• PASSAGE GIVEN:
###

Progressives are reformers who advocate for change. Exactly what this means varies by culture, time and place.

Contrarians

Progressives view dominant societies, systems, institutions and cultures as deeply flawed and act as contrarians who criticise the existing state of things.

Social Justice

Progressives advocate for justice as they see it and view current systems as deeply unjust. It should be noted that virtually every political philosophy views itself as the correct alternative to injustice.

Environmentalism

Modern progressivism embraces environmental issues alongside social issues.

Socialism

Generally speaking, modern progressivism is heavily aligned to Marxism with the assumption or argument that socialism or communism will solve the problems of capitalism. They may also advocate other political systems that are viewed as alternatives to capitalism such as anarchism.

Rights & Freedoms

Progressives have a curious history whereby they have supported both expansions of freedom and harsh removal of freedom. As such, progressivism isn't equivalent to liberalism that consistently values freedom. For example, in the early twentieth century, the same American progressive movement that won women's suffrage in the United States also pushed for eugenics and for the prohibition of alcohol.

Technology

The embrace of aggressive technological change and the view that this change represents progress.

Science

Embrace of science and the view that society should be run according to scientific opinion. Science is also used as an appeal to authority whereby a progressive agenda is presented as "based on science." In some cases, this may oversimplify or misrepresent scientific consensus.

Individualism

Progressives support individualism when it comes to breaking the influence of current societies, systems, beliefs, cultures and institutions. However, they may also support the imposition of new systems that would heavily decrease individual freedoms such as a communist state or paternalistic government that regulates every aspect of life.

Radical Chic

Progressivism tends to advocate for the quick implementation of brave new ideas. As brave progressive ideas change quickly, progressives may be accused of radical chic whereby they simply advocate for the trendy ideas of the day and then move on to the next intellectual fad.

Relativism

The reasonable man adapts himself to the world: the unreasonable one persists in trying to adapt the world to himself. Therefore all progress depends on the unreasonable man.

###

• STORED ROWS:
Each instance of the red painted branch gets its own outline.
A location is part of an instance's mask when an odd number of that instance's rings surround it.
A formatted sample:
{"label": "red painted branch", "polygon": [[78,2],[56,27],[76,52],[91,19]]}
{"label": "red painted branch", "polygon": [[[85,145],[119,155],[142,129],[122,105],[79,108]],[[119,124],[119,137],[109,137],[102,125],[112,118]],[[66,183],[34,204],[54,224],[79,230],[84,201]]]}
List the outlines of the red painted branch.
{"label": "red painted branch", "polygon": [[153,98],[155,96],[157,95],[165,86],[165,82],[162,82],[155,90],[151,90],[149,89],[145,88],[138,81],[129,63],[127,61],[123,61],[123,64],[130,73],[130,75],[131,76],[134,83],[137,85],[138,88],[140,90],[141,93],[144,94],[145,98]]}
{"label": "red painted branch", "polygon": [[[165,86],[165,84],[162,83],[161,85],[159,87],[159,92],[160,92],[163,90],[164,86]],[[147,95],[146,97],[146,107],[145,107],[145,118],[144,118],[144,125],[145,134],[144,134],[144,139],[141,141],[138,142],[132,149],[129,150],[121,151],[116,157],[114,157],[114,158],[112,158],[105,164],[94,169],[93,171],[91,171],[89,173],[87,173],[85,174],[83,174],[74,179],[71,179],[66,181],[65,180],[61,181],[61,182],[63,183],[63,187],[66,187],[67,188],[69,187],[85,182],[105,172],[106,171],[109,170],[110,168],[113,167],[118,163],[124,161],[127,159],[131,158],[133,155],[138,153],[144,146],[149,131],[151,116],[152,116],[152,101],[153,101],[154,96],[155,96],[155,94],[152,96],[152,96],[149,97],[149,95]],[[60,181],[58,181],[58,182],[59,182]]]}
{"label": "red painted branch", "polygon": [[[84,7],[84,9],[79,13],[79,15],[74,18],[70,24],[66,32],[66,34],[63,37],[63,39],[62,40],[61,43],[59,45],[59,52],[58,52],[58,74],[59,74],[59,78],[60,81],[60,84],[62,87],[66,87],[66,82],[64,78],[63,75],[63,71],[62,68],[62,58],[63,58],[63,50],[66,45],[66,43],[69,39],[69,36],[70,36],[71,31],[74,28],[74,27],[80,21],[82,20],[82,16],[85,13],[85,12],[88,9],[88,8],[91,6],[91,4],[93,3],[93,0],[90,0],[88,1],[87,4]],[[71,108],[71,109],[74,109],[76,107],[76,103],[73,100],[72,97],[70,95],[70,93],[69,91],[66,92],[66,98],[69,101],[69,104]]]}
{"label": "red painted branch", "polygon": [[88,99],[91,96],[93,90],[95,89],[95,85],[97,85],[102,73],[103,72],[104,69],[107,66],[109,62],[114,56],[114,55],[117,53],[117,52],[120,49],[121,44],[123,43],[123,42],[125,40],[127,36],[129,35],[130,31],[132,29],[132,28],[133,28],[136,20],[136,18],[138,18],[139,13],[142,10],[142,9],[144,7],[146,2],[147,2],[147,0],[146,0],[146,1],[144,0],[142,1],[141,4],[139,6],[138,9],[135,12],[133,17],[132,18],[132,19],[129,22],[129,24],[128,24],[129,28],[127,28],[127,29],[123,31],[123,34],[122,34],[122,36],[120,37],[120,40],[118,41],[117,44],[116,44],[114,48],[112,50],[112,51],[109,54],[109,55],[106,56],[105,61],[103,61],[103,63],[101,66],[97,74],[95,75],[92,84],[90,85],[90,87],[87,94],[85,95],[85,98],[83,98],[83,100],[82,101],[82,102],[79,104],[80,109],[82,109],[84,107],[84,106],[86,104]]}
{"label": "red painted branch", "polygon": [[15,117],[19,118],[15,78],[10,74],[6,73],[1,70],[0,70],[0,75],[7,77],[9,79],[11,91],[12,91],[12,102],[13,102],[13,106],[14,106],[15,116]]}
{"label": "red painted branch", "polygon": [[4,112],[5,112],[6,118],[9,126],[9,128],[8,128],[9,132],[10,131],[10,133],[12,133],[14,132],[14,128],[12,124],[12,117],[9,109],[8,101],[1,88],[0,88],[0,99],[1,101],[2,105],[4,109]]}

###

• TASKS:
(A) From the passage on progressivism, copy everything from "Modern progressivism embraces" down to "change represents progress." word for word.
(B) Continue the passage on progressivism, picking up after its final sentence.

• OUTPUTS:
(A)
Modern progressivism embraces environmental issues alongside social issues.

Socialism

Generally speaking, modern progressivism is heavily aligned to Marxism with the assumption or argument that socialism or communism will solve the problems of capitalism. They may also advocate other political systems that are viewed as alternatives to capitalism such as anarchism.

Rights & Freedoms

Progressives have a curious history whereby they have supported both expansions of freedom and harsh removal of freedom. As such, progressivism isn't equivalent to liberalism that consistently values freedom. For example, in the early twentieth century, the same American progressive movement that won women's suffrage in the United States also pushed for eugenics and for the prohibition of alcohol.

Technology

The embrace of aggressive technological change and the view that this change represents progress.

(B)
― George Bernard Shaw, Man and Superman
Relativism is one of the defining characteristics of postmodern, or recent, progressivism. This is the idea that there is no such thing as a universal truth, only individual interpretations. This is an ideal position to take if you want to criticize existing systems as it makes your personal opinion as valid as those of great institutions.

Critical Theory

Another common characteristic of postmodern progressivism is the use of a Marxist academic tradition known as critical theory. This is based on the assumptions that all power structures are oppressive, that almost everything is a power structure and that individuals have little agency such that they are hapless victims of power structures. For example, institutions such as languages or families are viewed as oppressive power structures as opposed to useful structures that people used to thrive throughout history.

Inconsistencies

What were the central themes that emerged from the cacophony [of progressivism]? Democracy or elitism? Social justice or social control? Small entrepreneurship or concentrated capitalism? And what was the impact of American foreign policy? Were the progressives isolationists or interventionists? Imperialists or advocates of national self-determination? And whatever they were, what was their motivation? Moralistic utopianism? Muddled relativistic pragmatism? Hegemonic capitalism? ... the term 'progressivism' had become meaningless.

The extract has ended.